▶ [TEXT]:
********************

Identifying high-risk prostate cancer means more prudent treatment decisions, fewer unnecessary biopsies
PORTLAND, Ore. -- While prostate cancer is a very common diagnosis, it is a deadly disease in relatively few men. One in 6 men will develop prostate cancer during his lifetime. However, of these, only one in 10 cases will be life-threatening.
Yet, since the prostate-specific antigen (PSA) screening test became widely available about a decade ago, more men than ever are receiving treatment for prostate cancer even though it's clear that not all patients benefit equally from aggressive therapy. Treatment usually begins with a prostate biopsy and can include radiation, surgery and chemotherapy.
"This is the prostate cancer paradox," said Mark Garzotto, M.D., lead study investigator. "The big question is how to decide which men have life-threatening cancer. These men need aggressive treatment. Men who don't have deadly cancer potentially may instead be closely monitored, sparing them the side effects of treatments."
That's why researchers at the Oregon Health & Science University Cancer Institute and the Portland Veterans Affairs Medical Center (PVAMC) began searching for a way to predict which men have lethal prostate cancer before a biopsy.
What they came up with is a simple chart that urologists and oncologists can use to predict whether a deadly prostate cancer tumor is present. This chart, or nomogram, will help physicians and patients identify whether aggressive cancer is present, as these men are by far the most likely to benefit from treatment.
"Our model can help predict which men may have the most aggressive type of prostate cancer and which men can relax," said Garzotto, director of urologic oncology at the PVAMC, associate professor of surgery (urology) in the OHSU School of Medicine, and member of the OHSU Cancer Institute.
An outpatient procedure that requires local anesthesia, prostate biopsy can cause patient anxiety, pain, bleeding and infection, and can lead to a significant increase in medical and nonmedical costs to health care systems and patients. Three out of 4 prostate biopsies are negative for cancer. In men with a PSA less than 10, only 9% have aggressive cancer.
Gleason score is used to define tumor grade. The Gleason score is the most commonly used prostate cancer scoring system and is considered one of the most important prognostic indicators for prostate cancer. The score is based on tissue findings throughout the prostate that correlate with the aggressiveness of a tumor. High Gleason scores are indicative of aggressive cancers and are not associated with a favorable prognosis. High-grade prostate cancer, the most lethal type, has a Gleason score of 7 or greater.

********************

▶ [TASKS FOR THIS EXERCISE]:
a) Besides the biopsy it usually begins with, what can prostate cancer treatment include, according to the prostate cancer article?
b) Could you extend the prostate cancer article from where it stops?
The items below have no connection to the prostate cancer article.

▶ [Point localization data]:
********************

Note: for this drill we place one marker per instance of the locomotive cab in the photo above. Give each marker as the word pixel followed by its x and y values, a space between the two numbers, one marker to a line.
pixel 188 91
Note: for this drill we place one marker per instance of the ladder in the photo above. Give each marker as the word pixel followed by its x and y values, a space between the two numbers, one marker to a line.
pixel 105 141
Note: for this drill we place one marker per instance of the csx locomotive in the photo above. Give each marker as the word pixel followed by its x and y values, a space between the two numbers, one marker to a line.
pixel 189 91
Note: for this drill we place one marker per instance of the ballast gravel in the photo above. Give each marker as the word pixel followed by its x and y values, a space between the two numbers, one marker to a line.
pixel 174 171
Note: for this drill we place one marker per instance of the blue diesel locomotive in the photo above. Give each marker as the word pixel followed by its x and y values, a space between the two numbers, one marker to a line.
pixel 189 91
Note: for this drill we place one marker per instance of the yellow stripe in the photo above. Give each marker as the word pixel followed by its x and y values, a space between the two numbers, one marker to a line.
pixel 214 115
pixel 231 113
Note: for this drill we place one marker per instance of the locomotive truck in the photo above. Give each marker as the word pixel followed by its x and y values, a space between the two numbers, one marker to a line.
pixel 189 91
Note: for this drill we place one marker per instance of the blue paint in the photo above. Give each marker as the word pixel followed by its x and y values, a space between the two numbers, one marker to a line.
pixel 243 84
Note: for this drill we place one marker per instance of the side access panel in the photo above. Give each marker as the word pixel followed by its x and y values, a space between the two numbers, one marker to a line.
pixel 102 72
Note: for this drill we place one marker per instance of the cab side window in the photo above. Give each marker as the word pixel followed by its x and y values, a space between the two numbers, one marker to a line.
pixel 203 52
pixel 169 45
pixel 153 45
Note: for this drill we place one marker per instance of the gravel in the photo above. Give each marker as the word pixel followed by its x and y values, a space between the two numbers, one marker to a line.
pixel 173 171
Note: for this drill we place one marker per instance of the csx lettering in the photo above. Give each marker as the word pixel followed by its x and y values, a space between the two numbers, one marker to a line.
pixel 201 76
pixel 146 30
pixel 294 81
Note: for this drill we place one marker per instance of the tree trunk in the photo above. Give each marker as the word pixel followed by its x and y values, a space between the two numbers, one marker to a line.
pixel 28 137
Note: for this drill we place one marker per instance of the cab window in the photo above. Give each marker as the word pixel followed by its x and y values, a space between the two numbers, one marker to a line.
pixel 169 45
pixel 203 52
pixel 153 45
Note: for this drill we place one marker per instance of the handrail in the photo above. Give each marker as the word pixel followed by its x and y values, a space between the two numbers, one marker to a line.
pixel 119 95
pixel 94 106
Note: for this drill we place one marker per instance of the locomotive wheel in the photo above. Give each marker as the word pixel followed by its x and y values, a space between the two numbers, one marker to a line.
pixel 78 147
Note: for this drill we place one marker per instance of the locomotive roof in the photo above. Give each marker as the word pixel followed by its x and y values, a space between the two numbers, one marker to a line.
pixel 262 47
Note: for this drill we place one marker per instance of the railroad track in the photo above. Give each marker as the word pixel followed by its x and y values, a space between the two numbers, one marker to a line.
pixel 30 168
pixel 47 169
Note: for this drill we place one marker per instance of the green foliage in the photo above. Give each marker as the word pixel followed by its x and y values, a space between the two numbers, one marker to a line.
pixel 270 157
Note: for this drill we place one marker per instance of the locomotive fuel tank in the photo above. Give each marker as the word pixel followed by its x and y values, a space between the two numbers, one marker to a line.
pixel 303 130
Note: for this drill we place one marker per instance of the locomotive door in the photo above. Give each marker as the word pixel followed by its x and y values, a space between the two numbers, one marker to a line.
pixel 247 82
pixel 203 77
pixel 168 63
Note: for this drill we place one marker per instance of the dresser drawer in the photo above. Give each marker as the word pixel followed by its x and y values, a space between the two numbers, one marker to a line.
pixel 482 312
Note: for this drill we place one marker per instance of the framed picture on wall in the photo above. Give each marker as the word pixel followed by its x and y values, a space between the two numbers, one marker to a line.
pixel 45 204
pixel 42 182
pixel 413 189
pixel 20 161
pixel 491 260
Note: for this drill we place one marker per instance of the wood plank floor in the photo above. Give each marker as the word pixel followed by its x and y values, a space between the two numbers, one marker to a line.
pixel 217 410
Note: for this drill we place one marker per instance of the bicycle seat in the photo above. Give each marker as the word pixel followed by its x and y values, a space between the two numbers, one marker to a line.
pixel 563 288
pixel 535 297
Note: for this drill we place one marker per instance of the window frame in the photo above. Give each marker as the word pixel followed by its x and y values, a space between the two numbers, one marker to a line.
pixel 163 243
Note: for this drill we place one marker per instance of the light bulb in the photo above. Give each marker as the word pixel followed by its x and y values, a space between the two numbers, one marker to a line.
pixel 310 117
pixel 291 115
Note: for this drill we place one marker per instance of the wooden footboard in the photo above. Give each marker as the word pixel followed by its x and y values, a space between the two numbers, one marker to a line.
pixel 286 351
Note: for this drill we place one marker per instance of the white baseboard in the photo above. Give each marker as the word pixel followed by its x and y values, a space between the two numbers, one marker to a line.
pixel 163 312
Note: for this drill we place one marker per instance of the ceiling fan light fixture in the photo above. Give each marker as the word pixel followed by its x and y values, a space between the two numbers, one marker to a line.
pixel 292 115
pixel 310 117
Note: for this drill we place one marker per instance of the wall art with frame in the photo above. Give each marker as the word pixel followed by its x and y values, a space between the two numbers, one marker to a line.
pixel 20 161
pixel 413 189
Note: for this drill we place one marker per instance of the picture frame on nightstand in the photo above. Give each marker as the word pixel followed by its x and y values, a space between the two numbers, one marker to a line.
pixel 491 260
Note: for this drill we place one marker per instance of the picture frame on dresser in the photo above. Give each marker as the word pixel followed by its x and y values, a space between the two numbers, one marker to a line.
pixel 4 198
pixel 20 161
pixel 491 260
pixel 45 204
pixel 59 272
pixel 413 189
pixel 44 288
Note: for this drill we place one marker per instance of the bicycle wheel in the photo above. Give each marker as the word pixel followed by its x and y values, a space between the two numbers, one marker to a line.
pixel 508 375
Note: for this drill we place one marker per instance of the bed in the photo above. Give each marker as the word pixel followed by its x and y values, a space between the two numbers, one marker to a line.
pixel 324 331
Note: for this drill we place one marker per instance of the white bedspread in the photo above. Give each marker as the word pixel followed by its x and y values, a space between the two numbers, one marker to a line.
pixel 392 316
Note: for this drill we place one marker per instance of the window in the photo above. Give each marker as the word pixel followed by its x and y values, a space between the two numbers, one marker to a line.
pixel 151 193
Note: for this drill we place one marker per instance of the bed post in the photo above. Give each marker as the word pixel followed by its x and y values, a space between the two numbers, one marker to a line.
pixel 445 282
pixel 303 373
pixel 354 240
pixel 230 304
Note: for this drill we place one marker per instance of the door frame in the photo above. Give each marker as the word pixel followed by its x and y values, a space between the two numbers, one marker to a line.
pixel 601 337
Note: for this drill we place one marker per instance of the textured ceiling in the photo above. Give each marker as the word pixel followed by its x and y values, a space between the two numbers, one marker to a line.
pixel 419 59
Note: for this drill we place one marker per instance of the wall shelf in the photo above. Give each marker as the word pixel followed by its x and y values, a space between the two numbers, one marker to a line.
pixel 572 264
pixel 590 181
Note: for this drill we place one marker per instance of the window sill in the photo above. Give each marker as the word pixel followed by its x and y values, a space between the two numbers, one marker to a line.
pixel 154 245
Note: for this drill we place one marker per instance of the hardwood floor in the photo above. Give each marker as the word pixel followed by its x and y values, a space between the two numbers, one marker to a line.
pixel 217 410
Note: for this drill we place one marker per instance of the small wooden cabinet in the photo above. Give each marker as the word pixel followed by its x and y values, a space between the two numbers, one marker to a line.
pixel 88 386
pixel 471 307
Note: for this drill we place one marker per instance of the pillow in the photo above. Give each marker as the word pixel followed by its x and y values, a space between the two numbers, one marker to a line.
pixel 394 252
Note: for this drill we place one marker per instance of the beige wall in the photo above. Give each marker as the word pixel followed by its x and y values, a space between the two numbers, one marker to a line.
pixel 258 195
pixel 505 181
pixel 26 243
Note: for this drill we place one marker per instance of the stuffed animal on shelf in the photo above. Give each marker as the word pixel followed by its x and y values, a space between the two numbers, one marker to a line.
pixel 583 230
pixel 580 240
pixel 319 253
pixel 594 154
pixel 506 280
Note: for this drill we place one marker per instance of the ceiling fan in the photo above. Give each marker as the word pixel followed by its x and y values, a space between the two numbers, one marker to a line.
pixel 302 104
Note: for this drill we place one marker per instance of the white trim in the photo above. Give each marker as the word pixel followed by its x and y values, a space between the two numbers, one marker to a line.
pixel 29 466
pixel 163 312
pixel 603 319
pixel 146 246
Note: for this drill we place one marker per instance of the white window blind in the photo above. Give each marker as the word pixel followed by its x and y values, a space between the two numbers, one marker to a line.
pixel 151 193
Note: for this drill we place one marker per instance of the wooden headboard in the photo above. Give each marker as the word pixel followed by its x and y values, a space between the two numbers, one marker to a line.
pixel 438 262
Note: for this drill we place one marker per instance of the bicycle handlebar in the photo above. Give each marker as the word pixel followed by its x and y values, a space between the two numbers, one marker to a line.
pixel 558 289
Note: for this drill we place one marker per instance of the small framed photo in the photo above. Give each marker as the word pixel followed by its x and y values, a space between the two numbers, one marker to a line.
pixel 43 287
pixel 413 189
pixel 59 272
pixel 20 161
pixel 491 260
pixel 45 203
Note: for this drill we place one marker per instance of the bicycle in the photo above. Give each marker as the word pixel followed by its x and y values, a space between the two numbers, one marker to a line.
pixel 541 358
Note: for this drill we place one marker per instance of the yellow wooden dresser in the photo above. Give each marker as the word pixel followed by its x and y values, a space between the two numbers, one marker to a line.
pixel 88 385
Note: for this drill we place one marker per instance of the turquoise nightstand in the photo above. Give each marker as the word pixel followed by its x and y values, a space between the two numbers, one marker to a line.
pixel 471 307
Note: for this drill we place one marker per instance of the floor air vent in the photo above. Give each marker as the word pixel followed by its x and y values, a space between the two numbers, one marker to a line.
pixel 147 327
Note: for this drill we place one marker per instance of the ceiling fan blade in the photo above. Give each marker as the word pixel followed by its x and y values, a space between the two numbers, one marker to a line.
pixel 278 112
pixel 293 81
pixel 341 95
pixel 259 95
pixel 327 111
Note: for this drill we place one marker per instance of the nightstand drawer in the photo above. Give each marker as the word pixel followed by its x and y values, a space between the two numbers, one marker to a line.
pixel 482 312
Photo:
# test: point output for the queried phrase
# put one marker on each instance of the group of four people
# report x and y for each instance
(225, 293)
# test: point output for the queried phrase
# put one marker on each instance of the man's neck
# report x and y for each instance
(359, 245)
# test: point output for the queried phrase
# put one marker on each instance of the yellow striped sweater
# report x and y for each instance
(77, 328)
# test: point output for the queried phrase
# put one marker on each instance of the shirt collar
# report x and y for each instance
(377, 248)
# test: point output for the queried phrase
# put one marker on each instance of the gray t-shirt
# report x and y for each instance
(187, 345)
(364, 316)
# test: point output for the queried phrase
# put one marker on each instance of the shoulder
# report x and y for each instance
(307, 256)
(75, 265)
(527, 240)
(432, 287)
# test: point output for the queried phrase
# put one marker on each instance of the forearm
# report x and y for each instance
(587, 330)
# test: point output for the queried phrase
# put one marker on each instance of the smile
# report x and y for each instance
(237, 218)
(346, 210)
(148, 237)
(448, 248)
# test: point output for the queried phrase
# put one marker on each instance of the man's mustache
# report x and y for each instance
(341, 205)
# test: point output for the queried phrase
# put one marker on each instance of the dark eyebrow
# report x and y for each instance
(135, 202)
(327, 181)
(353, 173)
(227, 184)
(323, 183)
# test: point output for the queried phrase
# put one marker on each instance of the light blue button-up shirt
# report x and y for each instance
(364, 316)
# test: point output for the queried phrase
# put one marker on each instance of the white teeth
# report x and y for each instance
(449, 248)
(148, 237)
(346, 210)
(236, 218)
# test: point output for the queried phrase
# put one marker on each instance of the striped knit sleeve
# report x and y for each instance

********************

▶ [RESPONSES BY TASK]:
a) Radiation, surgery and chemotherapy.

b)
"Our nomogram identifies the men who are most likely to have high-grade tumors and are most likely to benefit from a biopsy," Garzotto said. "Knowing a patient's age and the results of a few simple clinical tests is all the information we need to accurately predict tumor grade without performing a biopsy."
Garzotto and his colleagues created the nomogram by statistically analyzing clinical variables collected prior to prostate biopsy. In the prospective study, they collected data on 1,699 men with a PSA of less than 10 ng/ml who underwent a prostate biopsy with a minimum of six samples. They analyzed the following variables: age, race, family history of prostate cancer, digital rectal exam, prostate specific antigen (PSA) values, PSA density (PSA divided by prostate volume), prostate volume, PSA doubling time and ultrasound findings. Thirty percent of data were reserved for study validation.
Through prostate biopsies, researchers found that almost 92 percent of the men were found to have no cancer or low to moderate cancer graded with Gleason scores between 1 and 6. About one-third of men with the disease had high-grade prostate cancer, which was detected in 157 subjects, or about 9 percent of the men in the study.
Researchers then used logistic regression analysis to compare clinical variables with biopsy outcomes. Researchers found they could accurately predict a tumor's Gleason score using three clinical variables: age, digital rectal exam findings and PSA density.
"We found that PSA density is by far the clinical variable most predictive of Gleason score," Garzotto said. Men who had a PSA density elevated to above 0.18 had a 24-fold greater chance of high-grade prostate cancer than men whose PSA density was low or normal.